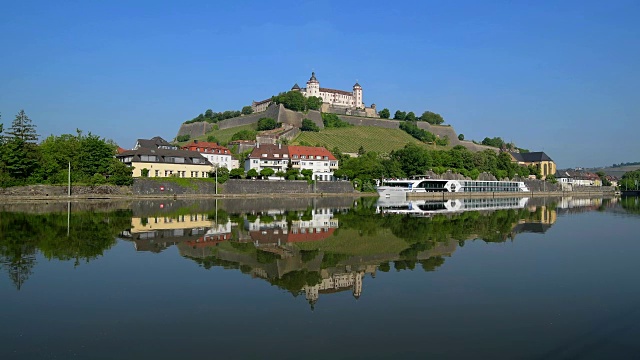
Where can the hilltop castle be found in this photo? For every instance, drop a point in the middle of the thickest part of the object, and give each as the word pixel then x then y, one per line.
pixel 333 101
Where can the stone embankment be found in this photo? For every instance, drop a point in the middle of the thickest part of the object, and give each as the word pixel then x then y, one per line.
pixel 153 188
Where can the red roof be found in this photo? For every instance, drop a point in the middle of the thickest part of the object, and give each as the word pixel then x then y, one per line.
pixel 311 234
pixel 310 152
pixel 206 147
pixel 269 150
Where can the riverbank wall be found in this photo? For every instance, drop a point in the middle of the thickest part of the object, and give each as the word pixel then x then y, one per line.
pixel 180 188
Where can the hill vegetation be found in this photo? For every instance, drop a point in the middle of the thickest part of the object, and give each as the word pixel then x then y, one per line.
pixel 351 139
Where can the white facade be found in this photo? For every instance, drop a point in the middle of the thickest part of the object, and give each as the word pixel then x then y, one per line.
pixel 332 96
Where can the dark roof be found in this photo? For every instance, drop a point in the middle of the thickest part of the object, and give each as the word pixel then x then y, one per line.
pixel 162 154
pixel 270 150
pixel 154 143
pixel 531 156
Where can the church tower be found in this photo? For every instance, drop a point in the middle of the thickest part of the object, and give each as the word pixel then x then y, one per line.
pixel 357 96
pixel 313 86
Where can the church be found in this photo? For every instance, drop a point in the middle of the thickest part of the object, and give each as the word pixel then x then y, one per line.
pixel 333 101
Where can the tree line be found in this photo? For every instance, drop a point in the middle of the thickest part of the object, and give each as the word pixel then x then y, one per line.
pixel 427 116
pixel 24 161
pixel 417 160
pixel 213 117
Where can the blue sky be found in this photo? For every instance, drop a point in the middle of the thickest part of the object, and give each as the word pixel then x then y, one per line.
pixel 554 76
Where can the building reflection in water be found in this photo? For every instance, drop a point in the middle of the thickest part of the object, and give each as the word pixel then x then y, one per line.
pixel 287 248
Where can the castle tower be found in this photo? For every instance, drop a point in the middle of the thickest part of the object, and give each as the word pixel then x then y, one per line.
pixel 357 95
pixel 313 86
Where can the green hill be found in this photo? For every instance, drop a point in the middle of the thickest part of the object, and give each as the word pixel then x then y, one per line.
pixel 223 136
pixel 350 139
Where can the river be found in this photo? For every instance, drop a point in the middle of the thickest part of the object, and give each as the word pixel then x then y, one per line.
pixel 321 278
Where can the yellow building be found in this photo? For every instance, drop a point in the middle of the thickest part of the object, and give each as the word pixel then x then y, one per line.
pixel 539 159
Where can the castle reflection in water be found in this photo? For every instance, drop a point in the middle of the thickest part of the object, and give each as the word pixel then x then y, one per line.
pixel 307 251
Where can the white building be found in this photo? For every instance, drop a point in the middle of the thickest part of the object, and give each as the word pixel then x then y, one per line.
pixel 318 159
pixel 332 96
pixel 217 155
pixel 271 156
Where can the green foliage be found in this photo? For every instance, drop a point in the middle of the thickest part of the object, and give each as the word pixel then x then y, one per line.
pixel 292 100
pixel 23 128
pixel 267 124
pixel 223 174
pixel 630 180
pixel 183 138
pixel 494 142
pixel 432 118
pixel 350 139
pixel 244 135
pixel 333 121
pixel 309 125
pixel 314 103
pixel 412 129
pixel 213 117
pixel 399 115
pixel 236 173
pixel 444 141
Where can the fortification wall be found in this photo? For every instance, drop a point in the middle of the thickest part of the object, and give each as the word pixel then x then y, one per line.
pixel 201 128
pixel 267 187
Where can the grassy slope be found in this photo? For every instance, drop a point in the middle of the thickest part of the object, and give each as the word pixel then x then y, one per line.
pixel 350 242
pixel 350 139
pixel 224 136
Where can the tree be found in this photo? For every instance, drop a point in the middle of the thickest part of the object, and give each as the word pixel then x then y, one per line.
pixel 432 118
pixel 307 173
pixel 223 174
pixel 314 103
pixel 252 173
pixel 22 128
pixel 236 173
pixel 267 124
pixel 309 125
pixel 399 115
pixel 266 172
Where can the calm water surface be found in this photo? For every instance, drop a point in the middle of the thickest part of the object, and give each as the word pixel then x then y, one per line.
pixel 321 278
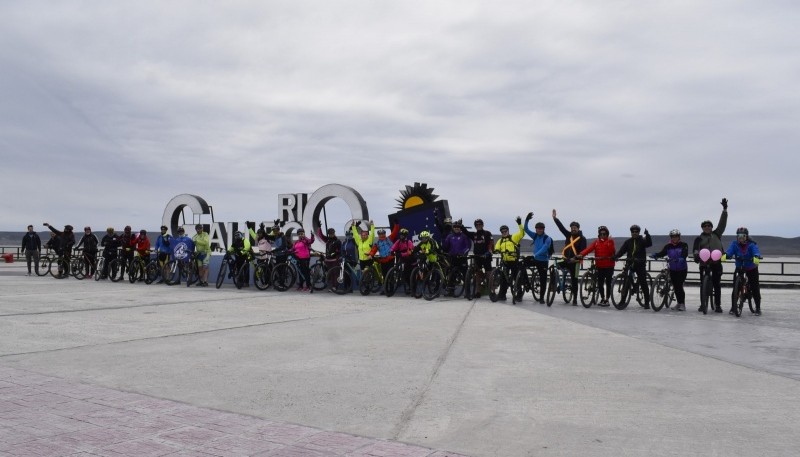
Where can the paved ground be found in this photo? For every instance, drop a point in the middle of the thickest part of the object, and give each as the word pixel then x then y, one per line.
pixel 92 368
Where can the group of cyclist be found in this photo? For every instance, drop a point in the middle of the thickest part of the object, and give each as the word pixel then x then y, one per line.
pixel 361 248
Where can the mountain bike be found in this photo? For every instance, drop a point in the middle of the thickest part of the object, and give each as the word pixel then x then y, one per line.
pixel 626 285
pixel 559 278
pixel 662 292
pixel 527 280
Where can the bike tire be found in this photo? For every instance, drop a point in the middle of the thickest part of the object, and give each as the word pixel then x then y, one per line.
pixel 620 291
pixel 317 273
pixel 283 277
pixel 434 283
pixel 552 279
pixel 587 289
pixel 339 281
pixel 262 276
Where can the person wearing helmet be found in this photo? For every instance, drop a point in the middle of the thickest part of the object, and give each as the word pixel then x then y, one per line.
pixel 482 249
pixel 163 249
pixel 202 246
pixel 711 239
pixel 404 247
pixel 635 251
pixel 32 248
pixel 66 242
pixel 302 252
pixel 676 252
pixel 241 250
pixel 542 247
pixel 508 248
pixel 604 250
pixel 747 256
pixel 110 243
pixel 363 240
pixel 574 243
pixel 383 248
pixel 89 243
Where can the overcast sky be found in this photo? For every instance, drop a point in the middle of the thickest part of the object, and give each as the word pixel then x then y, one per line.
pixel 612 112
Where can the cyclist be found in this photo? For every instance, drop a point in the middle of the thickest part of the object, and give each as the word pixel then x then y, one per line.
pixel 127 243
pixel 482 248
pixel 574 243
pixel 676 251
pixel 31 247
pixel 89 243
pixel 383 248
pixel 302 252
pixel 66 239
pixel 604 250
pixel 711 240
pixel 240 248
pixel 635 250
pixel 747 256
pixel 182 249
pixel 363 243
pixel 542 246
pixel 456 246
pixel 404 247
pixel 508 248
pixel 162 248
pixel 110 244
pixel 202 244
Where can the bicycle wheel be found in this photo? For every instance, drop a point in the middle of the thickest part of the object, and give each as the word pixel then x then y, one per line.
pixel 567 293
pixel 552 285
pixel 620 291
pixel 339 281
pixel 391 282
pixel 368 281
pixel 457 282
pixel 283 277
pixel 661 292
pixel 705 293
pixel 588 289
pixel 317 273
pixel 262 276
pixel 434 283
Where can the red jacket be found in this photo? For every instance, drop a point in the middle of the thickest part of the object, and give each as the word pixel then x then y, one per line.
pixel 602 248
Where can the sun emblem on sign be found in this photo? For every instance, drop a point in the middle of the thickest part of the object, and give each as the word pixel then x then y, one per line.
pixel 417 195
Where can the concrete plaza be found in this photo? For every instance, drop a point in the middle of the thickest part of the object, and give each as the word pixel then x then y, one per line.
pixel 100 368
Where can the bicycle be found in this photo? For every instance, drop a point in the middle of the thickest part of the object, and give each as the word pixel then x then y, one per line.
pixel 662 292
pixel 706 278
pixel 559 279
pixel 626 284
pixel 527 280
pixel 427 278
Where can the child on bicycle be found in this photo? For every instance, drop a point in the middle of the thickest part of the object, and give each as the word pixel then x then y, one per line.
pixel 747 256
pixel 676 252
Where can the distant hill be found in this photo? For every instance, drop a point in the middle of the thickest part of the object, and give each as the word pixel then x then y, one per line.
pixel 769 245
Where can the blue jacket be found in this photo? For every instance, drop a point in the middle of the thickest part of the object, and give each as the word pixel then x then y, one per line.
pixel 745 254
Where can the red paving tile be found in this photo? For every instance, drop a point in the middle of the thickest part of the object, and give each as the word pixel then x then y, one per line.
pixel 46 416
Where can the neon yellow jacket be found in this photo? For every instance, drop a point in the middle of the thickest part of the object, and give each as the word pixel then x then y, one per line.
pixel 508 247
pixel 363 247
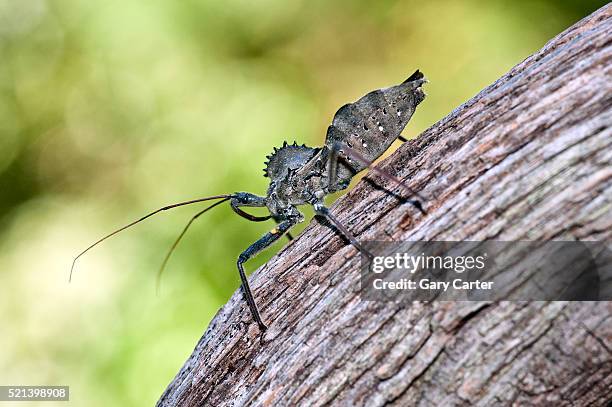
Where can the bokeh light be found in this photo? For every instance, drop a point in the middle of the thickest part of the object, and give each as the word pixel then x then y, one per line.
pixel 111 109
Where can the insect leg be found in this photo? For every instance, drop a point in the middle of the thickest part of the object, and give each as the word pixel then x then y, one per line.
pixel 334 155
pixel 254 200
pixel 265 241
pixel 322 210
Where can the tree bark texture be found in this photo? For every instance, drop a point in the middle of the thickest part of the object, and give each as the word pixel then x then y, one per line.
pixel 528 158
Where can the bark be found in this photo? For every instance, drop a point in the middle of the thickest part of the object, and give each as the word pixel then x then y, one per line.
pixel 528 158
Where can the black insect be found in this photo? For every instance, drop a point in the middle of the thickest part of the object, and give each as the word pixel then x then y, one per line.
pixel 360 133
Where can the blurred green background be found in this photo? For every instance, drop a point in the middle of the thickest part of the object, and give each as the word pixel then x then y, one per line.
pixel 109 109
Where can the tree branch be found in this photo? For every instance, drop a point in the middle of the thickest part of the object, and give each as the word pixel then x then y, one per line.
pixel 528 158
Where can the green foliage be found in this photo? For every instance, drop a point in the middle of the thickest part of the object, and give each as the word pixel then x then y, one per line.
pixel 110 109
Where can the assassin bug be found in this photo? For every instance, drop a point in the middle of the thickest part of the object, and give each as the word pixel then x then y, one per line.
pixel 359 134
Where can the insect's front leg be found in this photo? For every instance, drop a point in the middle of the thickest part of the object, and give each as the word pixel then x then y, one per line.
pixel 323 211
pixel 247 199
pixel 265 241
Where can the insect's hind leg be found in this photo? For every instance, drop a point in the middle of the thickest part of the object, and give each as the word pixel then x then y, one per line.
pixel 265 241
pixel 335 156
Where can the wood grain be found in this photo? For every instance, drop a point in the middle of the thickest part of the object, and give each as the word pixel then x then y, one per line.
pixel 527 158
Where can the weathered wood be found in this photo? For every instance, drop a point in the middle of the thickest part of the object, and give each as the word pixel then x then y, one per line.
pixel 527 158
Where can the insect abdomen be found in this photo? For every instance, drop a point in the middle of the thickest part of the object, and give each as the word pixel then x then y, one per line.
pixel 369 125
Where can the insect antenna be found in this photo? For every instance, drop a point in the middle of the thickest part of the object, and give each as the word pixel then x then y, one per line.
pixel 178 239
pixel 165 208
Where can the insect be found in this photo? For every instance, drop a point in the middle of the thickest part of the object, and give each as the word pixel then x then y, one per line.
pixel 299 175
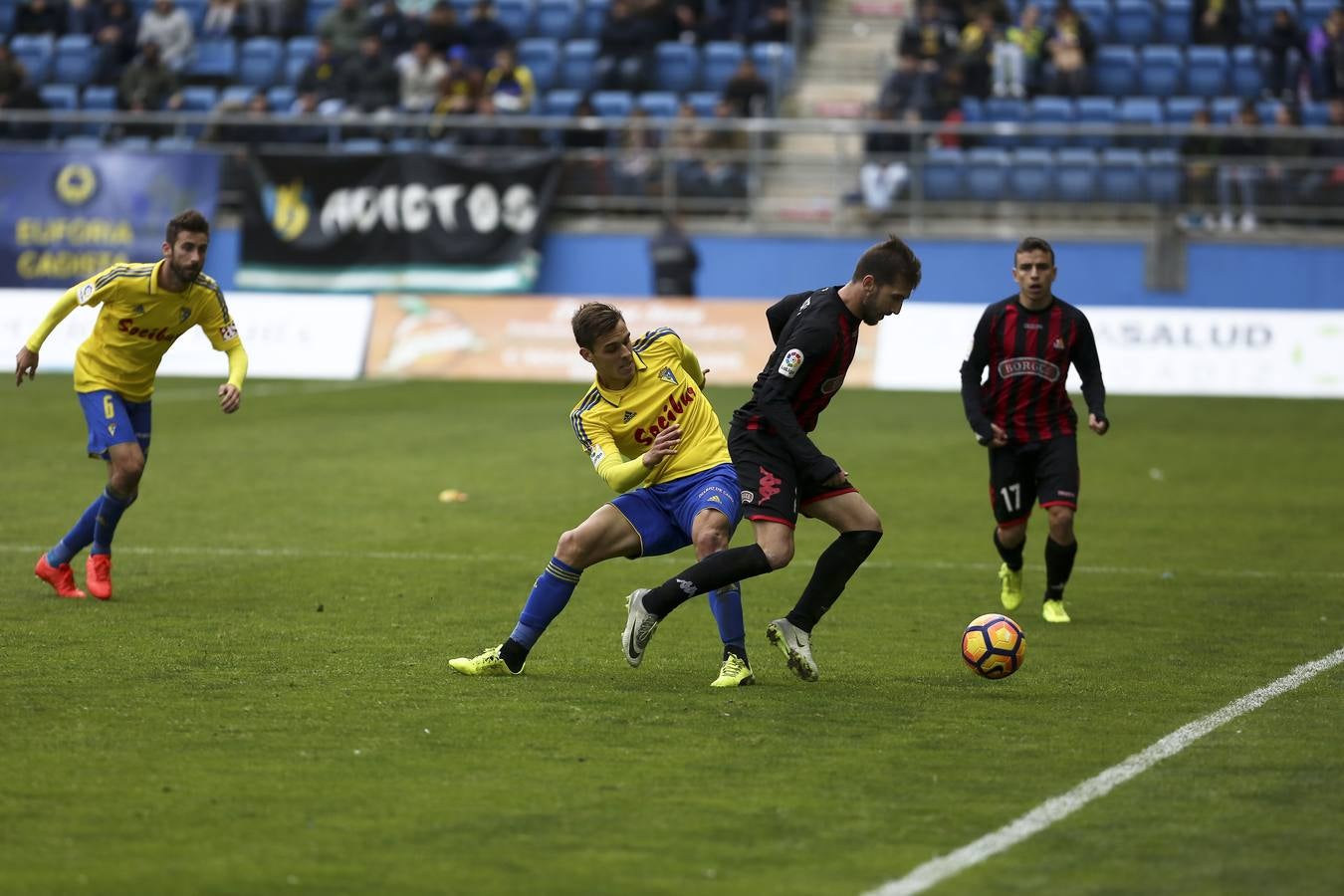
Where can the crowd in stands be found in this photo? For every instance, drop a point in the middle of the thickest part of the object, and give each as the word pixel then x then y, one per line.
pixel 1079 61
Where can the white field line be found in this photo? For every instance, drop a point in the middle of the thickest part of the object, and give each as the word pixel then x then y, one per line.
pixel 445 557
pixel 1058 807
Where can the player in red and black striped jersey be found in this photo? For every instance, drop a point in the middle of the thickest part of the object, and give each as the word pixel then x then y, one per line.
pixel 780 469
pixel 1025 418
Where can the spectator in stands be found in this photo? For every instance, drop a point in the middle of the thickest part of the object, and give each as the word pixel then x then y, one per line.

- [Directions] Transcribe every line above, from the line that contains "Where can the tree branch" down to the line that contains "pixel 369 125", with both of those lines included. Keep each one identical to the original.

- [Finished answer]
Where can the tree branch be found in this photo? For every instance, drop a point in the middle of the thickest part of the object, and give each as the word pixel then x then y, one per line.
pixel 528 158
Where can the green foliage be found in this photo? For every instance, drop a point in the middle of the thickest part of the object, and give each as the word pixel then x then y, one per line.
pixel 110 109
Where can the assassin bug be found in this photo? For every instance, drop a point in the middle of the thickest part of the object, and give each as the word pixel then x then y, one per line.
pixel 359 134
Where can the insect's front leg be found in this photo? For every instance, drop a point in the middle of the thickest part of the object, and give each as the word pixel then x then y, one per line.
pixel 323 211
pixel 247 199
pixel 265 241
Where can the insect's hind leg be found in this photo? For every instance, drop a point in the middle of the thickest part of the object, and give each as the word pixel then x then y, one per line.
pixel 265 241
pixel 335 156
Where can the wood grain be found in this photo? For every instance, drop a point in the middle of the thickest part of the object, and give each as the word pixel then x then y, one per line.
pixel 527 158
Where can the weathered wood be found in this photo? For every instance, drop a point in the middle of the thickest part of the object, and give each as the word pixel then x then y, one per line.
pixel 527 158
Where can the insect abdomen be found in this photo? For every instance, drop a point in the middle of the thickest part of the object, and give each as the word pixel then x then y, one per line.
pixel 369 125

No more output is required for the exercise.